A free volumetric god rays tool for Nuke
Introduction
A deep look at how light scattering actually works, the math behind raymarching, and the BlinkScript-powered gizmo I built so you can create cinematic volumetric light shafts inside your comp.
Contents
What Are Volumetric Light Shafts, Really?
You’ve seen them everywhere. Sunlight pouring through a forest canopy at dawn, slicing the morning mist into solid-looking columns. Coloured beams falling from a stained-glass window into the dust of a cathedral. Headlights cutting through fog like blades. We call them god rays, crepuscular rays, or in compositing, volumetric light.
They’re the kind of effect that turns an image into a painting. And they’re surprisingly tricky to fake.
I built a free Nuke gizmo called aeVolumeRays that produces these shafts directly in compositing, no need to re-render in 3D. The whole thing runs inside a single BlinkScript node, it’s GPU-accelerated, and it’s available for free on my GitHub.
But before I show you how to use it, I want to spend a few minutes on something I think is much more interesting: why these rays exist in the first place, and the surprisingly elegant cheats we use to draw them on a screen.
Why You Can See Light at All
Here’s a fact that surprises most people the first time they hear it: you can’t actually see light. Not directly. You only ever see light when it bounces off something and reaches your eye.
Think about a laser pointer in a perfectly clean vacuum. From the side, you’d see absolutely nothing. The dot it makes on a wall is the only proof the beam exists at all. Light, by itself, is invisible.
So why do we see beams of sunlight in a forest? Because the air isn’t empty. It’s full of stuff, dust, water vapour, pollen, smoke, microscopic particles you’d never notice. When sunlight hits one of those tiny particles, the particle scatters a fraction of that light in every direction. And some of that scattered light ends up reaching your eye.
Multiply that by billions of particles along the path of a single sunbeam, and the beam becomes visible from the side. You’re not seeing the light itself. You’re seeing the air glowing along the path the light is taking.
This phenomenon is called volumetric scattering, and it’s the reason fog, mist, smoke, and even very humid air make light shafts look so dramatic. The denser the medium, the more particles per cubic metre, and the more the light “lights up the air” instead of passing invisibly through it.
This is also why a perfectly clear day with no humidity feels visually “flat” compared to a misty morning. Same sun, same scene but without particles to catch the light, the air contributes nothing.
Scattering Isn’t Equal in All Directions
Here’s a curious detail that physicists love and that turns out to be crucial for making god rays look right: when light hits a particle, it doesn’t scatter equally in every direction. Most particles scatter more light forward than backward.
This is why sunsets feel so saturated when the sun is in front of you, and why the same fog looks weak and grey when the sun is behind you. It’s why god rays in a forest look most intense when you’re roughly facing toward the sun. The air is throwing more photons at your eye in that direction than in any other.
Physicists describe this with something called the Henyey-Greenstein phase function. It’s a clean mathematical formula with a single parameter — usually called g — that controls how anisotropic the scattering is:
p(cos θ) = (1 - g²) / (4π · (1 + g² + 2g·cos θ)^1.5)Don’t let the formula scare you. The only thing that matters is what g does:
- g = 0 — light scatters equally in all directions (isotropic). Looks like a uniform glow.

◆ PROBLEM REQUIREMENTS ◆
Reproduce, word for word, the passage of the volumetric light article from "Multiply that by" to "invisibly through it.".

◆ EXCERPTED RECORDS ◆
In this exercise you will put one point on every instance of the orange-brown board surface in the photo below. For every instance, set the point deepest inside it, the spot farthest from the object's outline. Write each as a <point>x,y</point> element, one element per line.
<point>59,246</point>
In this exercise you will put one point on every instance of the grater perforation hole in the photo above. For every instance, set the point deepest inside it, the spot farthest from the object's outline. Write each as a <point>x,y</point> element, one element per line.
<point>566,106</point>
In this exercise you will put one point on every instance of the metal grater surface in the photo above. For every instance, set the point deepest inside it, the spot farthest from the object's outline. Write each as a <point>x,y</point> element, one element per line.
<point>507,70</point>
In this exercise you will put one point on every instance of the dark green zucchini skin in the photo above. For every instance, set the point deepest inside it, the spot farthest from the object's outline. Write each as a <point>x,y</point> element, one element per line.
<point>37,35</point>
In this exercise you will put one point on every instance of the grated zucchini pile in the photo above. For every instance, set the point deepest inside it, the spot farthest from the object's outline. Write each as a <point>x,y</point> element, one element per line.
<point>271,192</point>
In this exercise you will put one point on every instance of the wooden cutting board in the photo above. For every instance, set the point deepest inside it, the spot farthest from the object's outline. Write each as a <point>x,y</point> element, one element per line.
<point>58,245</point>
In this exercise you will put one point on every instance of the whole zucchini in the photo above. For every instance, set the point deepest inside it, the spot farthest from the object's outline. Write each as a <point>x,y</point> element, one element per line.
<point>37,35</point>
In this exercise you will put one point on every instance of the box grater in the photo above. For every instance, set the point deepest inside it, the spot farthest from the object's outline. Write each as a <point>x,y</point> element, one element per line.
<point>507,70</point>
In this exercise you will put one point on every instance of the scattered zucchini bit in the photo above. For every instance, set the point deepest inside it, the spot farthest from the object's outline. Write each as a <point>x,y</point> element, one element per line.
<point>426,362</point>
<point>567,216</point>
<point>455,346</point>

◆ OUTPUT FOR THIS EXERCISE ◆
Multiply that by billions of particles along the path of a single sunbeam, and the beam becomes visible from the side. You’re not seeing the light itself. You’re seeing the air glowing along the path the light is taking.
This phenomenon is called volumetric scattering, and it’s the reason fog, mist, smoke, and even very humid air make light shafts look so dramatic. The denser the medium, the more particles per cubic metre, and the more the light “lights up the air” instead of passing invisibly through it.